**EXERCISE TASK**
Reproduce the items below word for word, starting at the line that contains "Question. For every instance of the eyeglasses" and continuing through the last line of the items, with both of those lines included.

== SUPPLIED ENTRIES

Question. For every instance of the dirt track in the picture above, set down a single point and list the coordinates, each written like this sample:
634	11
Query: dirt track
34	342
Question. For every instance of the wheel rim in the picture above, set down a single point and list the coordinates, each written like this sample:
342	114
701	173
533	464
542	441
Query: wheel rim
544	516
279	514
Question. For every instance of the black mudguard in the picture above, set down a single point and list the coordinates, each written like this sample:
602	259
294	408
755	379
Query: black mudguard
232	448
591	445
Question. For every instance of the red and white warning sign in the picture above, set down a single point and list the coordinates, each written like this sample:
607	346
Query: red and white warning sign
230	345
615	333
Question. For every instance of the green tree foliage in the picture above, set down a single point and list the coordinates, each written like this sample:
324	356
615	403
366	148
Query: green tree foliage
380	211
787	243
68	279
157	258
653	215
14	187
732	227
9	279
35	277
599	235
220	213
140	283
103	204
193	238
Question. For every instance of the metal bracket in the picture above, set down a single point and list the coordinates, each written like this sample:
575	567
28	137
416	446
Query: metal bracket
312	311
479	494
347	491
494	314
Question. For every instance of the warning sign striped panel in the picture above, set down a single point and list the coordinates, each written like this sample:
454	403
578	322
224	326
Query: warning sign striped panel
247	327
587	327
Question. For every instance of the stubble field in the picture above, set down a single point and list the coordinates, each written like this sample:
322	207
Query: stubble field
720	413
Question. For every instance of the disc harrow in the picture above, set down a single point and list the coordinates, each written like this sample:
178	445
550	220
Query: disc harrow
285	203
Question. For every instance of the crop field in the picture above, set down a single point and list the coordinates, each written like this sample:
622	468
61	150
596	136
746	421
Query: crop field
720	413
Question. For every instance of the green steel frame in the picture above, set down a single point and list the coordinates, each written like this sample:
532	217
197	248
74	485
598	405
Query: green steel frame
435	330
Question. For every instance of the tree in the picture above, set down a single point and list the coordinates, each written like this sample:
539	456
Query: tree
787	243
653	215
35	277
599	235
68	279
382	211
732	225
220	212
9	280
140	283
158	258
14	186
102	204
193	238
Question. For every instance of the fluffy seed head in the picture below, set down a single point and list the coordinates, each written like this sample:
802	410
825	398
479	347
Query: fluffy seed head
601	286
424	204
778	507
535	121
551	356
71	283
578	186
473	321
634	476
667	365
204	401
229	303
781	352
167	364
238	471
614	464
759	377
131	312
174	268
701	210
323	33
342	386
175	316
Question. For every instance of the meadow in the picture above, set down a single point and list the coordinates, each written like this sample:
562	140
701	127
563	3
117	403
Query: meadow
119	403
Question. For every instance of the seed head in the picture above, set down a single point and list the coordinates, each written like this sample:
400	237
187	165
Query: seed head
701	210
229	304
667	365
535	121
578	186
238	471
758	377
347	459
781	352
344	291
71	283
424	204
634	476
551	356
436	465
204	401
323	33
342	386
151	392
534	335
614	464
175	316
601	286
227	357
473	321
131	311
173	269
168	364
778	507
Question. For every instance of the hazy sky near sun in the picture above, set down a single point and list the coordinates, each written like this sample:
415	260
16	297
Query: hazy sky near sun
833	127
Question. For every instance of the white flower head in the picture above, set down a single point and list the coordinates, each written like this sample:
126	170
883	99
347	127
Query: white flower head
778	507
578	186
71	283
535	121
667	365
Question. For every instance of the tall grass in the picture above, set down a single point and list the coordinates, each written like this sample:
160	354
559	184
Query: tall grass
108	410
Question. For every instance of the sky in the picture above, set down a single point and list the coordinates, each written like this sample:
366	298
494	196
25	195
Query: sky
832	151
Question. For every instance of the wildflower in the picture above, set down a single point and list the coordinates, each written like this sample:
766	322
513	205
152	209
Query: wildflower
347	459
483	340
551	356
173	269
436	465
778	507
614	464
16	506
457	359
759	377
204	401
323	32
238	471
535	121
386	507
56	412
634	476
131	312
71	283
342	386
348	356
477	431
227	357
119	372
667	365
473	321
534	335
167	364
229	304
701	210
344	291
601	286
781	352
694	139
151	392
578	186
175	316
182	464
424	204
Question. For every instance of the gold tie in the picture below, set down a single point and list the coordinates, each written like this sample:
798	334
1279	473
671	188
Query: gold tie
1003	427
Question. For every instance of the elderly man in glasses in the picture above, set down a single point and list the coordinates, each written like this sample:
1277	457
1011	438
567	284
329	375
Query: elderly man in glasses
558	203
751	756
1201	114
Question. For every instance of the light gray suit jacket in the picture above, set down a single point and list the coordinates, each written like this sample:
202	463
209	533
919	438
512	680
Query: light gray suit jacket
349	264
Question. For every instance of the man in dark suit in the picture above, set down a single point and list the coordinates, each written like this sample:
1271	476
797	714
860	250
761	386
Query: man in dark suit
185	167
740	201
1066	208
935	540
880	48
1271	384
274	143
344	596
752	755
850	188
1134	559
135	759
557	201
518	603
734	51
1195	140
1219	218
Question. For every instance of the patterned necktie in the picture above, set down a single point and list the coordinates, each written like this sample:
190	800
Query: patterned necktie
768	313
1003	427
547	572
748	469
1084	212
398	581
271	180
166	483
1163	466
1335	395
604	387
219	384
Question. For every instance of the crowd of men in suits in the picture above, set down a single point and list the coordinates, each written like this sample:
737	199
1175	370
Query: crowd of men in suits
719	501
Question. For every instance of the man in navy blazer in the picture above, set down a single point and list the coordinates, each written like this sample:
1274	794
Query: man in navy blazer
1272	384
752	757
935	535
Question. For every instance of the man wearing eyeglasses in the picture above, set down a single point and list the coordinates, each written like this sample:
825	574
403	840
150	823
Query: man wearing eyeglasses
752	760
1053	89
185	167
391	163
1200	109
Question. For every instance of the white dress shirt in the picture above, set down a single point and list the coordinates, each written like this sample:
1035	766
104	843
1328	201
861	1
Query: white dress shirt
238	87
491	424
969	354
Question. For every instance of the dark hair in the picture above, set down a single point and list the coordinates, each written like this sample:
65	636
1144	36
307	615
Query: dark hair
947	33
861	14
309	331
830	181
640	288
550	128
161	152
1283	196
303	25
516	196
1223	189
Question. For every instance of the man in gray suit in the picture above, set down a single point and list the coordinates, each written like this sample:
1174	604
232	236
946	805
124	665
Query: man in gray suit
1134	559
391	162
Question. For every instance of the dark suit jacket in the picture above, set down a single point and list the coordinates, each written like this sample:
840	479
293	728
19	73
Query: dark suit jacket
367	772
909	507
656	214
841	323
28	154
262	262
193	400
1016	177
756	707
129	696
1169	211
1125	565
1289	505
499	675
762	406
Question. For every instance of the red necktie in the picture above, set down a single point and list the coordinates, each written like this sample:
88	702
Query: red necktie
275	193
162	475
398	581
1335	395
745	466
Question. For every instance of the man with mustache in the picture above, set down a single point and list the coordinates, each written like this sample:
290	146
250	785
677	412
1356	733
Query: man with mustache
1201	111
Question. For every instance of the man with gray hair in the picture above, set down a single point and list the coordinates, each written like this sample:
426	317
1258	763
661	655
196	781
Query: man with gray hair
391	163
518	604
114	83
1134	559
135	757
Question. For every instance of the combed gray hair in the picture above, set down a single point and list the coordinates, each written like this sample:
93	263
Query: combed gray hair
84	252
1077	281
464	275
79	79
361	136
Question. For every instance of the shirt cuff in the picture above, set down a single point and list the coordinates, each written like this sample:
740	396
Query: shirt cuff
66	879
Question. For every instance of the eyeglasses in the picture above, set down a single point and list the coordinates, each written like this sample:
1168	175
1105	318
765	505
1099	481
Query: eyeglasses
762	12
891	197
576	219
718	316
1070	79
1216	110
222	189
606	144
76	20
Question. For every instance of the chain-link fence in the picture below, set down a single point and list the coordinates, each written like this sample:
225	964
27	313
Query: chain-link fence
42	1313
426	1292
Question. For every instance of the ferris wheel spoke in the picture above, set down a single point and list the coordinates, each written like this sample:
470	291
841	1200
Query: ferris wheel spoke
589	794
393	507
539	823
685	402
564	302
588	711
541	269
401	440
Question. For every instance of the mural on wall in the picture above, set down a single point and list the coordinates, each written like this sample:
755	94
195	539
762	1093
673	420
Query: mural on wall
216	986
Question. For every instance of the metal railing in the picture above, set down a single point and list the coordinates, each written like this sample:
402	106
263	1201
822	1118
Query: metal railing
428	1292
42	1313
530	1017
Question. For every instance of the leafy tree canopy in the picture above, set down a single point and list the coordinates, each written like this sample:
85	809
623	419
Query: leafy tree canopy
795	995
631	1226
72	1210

====

**FINISHED TASK**
Question. For every instance of the eyeglasses in the picture above, set down a single point and list the coordinates, each written like this sample:
1168	175
1105	318
765	505
1099	481
Query: eyeglasses
762	12
891	197
576	219
718	316
1070	79
1216	110
222	189
606	144
76	20
Question. For every instance of the chain-link fence in the picture below, set down a single point and list the coordinates, each written like this sample:
225	964
27	313
Query: chain-link fence
42	1313
426	1292
Question. For every instance of the ferris wheel spoke in the picture above, set down a single point and list the coordinates, each written like this sample:
470	291
841	1200
Query: ferris wheel spoke
589	794
393	507
539	823
685	402
564	302
588	711
541	269
401	440
Question. For every instance of the mural on wall in the picture above, set down a single point and list the coordinates, each written like this sample:
755	94
195	539
762	1093
673	420
Query: mural on wall
216	986
Question. For every instance of the metal railing in the picture above, set down a single point and list the coordinates, each written like this sample:
402	106
263	1201
822	1118
Query: metal railing
428	1292
42	1313
530	1017
Question. For every instance of the leafy tree canopy in the picture above, set down a single point and list the coordinates, each written like this sample:
85	809
623	419
Query: leafy tree canopy
795	995
631	1226
72	1210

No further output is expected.